Nina Wolfrum (Regie)

"Tatort" aus Köln: "Wie alle anderen auch"

Nina Wolfrum (Regie)

Studium und Ausbildung in Köln | „Wie alle anderen auch“ ist der zweite »Tatort« mit Ballauf und Schenk, bei dem Nina Wolfrum Regie führt. Ihr »Tatort – Niemals ohne mich« (2020) behandelte auch ein gesellschaftliches Thema: Hier ging es um das Schicksal von Scheidungskindern; auch dafür hatte Jürgen Werner das Drehbuch geschrieben. FILME/FERNSEHEN »Nord bei Nordwest – Ein Killer und ein Halber« (2019), »Tatort – Niemals ohne mich« (2020), »Nord bei Nordwest – Der Anschlag« (2020), »Milk & Honey« (2018), »Großstadtrevier« (2015-2017), »Heldt« (2016) | AKTUELL Der von Nina Wolfrum inszenierte Film „Conny und Maik“ aus der Reihe »Nord bei Nordwest« feierte im Januar 2021 einen großen Erfolg: 8,55 Mio. Zuschauer schalteten ein.

Katharina Diessner und Nina Wolfrum
© WDR/Martin Valentin Menke

Nina Wolfrum über „Wie alle anderen auch“

Ballauf und Schenk spielen nicht die Gutmenschen, aber sie haben Herz und eine Haltung. Am Schluss geben sie Ella die Chance, die wir uns für sie wünschen. Wir haben ganz bewusst die Frauen auf der Straße in den Fokus genommen. Denn sie haben es besonders schwer. Auffallend ist, dass viele obdachlose Frauen unsichtbar sind. Das liegt daran, dass sie lange an einer äußeren und gleichsam inneren Struktur und Ordnung festhalten. Sie wollen unentdeckt bleiben, nicht als obdachlos erkannt werden.

### Fragen
a – Zitiere aus dem Text über Nina Wolfrum wörtlich den Teil, der bei den Worten „Ballauf und Schenk spielen“ anfängt und nach den Worten „obdachlos erkannt werden.“ aufhört.
b – Beantworte mit dem Text über Nina Wolfrum diese Fragen:
(i) Wer hat das Drehbuch für »Tatort – Niemals ohne mich« geschrieben?
(ii) Wie viele Zuschauer haben im Januar 2021 „Conny und Maik“ eingeschaltet?
(iii) Wen hat man in „Wie alle anderen auch“ ganz bewusst in den Fokus genommen?
c – Schreib den Text über Nina Wolfrum nach seinem letzten Satz weiter.
Die Zeilen spielen hierfür keine Rolle.

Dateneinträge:
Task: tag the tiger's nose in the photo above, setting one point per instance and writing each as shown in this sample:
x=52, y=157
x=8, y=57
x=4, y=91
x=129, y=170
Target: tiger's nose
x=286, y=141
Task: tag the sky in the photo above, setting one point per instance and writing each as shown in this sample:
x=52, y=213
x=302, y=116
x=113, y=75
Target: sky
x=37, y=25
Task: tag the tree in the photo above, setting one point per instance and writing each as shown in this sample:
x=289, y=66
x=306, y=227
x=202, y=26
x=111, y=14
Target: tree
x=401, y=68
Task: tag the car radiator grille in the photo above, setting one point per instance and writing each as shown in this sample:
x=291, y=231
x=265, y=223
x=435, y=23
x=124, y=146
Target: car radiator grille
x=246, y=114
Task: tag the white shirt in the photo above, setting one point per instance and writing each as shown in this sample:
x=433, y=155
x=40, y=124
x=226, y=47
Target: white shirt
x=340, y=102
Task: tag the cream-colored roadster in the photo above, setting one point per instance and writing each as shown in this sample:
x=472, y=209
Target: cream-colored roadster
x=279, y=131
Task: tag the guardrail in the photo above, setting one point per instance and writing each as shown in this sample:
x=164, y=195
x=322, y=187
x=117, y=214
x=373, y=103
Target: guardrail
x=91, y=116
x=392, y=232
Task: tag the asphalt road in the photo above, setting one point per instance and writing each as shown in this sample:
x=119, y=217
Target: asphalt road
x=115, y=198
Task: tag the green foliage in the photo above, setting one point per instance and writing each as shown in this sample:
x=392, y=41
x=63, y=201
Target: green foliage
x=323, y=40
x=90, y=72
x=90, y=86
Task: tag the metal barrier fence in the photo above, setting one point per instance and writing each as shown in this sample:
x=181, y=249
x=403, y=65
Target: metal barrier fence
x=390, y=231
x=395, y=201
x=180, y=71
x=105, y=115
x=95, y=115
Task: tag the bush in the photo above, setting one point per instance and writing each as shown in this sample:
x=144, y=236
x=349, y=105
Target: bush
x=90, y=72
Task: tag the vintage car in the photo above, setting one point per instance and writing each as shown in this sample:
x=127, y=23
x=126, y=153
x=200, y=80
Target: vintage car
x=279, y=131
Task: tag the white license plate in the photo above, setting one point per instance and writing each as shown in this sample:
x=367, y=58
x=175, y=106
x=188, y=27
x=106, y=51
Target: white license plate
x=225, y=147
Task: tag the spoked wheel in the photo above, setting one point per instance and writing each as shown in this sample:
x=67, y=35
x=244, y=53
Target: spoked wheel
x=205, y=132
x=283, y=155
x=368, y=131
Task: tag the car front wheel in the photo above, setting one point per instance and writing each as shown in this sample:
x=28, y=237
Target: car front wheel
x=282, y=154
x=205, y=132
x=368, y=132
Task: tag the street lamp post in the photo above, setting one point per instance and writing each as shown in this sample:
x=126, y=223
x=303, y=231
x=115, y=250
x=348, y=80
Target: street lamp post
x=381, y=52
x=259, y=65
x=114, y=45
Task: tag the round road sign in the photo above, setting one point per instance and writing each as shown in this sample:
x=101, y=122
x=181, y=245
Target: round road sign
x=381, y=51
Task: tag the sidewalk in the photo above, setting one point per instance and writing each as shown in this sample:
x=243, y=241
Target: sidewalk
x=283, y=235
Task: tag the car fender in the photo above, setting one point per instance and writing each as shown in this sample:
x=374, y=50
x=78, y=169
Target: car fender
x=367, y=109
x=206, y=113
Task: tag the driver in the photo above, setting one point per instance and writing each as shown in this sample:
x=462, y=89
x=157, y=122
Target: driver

### Lösungen
a –
Ballauf und Schenk spielen nicht die Gutmenschen, aber sie haben Herz und eine Haltung. Am Schluss geben sie Ella die Chance, die wir uns für sie wünschen. Wir haben ganz bewusst die Frauen auf der Straße in den Fokus genommen. Denn sie haben es besonders schwer. Auffallend ist, dass viele obdachlose Frauen unsichtbar sind. Das liegt daran, dass sie lange an einer äußeren und gleichsam inneren Struktur und Ordnung festhalten. Sie wollen unentdeckt bleiben, nicht als obdachlos erkannt werden.

b –
(i) Jürgen Werner
(ii) 8,55 Mio.
(iii) Die Frauen auf der Straße

c –
„Den klassischen Obdachlosen“ gibt es nicht mehr, hatte zeit.de in einem sehr eindringlichen Artikel attestiert, auf den ich während meiner Vorbereitung stieß. Demnach trifft Obdachlosigkeit zunehmend die Mittelschicht. Also auch Menschen, die tagsüber einem Beruf nachgehen und die abends draußen oder in ihrem Auto ihren Schlafplatz aufschlagen. Vor diesem Hintergrund wollte ich Frauen erzählen, die uns nicht fremd, sondern im Gegenteil beängstigend nah kommen, weil sie „Wie alle anderen auch“ im Leben mal für etwas anderes angetreten sind, Pläne hatten, wie jede von uns, aber dann an irgendeinem Punkt die Orientierung verloren haben und den Boden unter den Füßen.

Die Geschichten, die Schicksale und Tragödien, die dazu geführt haben, sind vielfältig und erzählenswert. Doch im Vordergrund stand für mich die Erkenntnis, dass das grundsätzlich passieren kann, vielleicht jedem von uns. Als wir für dokumentarische Aufnahmen an einem Wochenende in der Kölner Innenstadt unterwegs waren und ich mit Kölner Obdachlosen sprach, war das für mich die persönlichste und intensivste Erfahrung, die ich während der gesamten Dreharbeiten machen durfte. Und ich musste mir eingestehen, dass auch ich bis dahin eine Hemmschwelle hatte, die ich überwinden musste. Allein die Kontaktaufnahme, das Ansprechen, das war wie das Übertreten einer roten Linie. Auf einmal waren diese Menschen nicht mehr unsichtbar. Das wollte ich unbedingt auch im Film spürbar machen. So ist am Ende des Films der Blickkontakt zum Zuschauer entstanden. Eine der obdachlosen Frauen sagte zu mir: „Der Kölner Tatort, wie schön… den habe ich damals immer gern geguckt."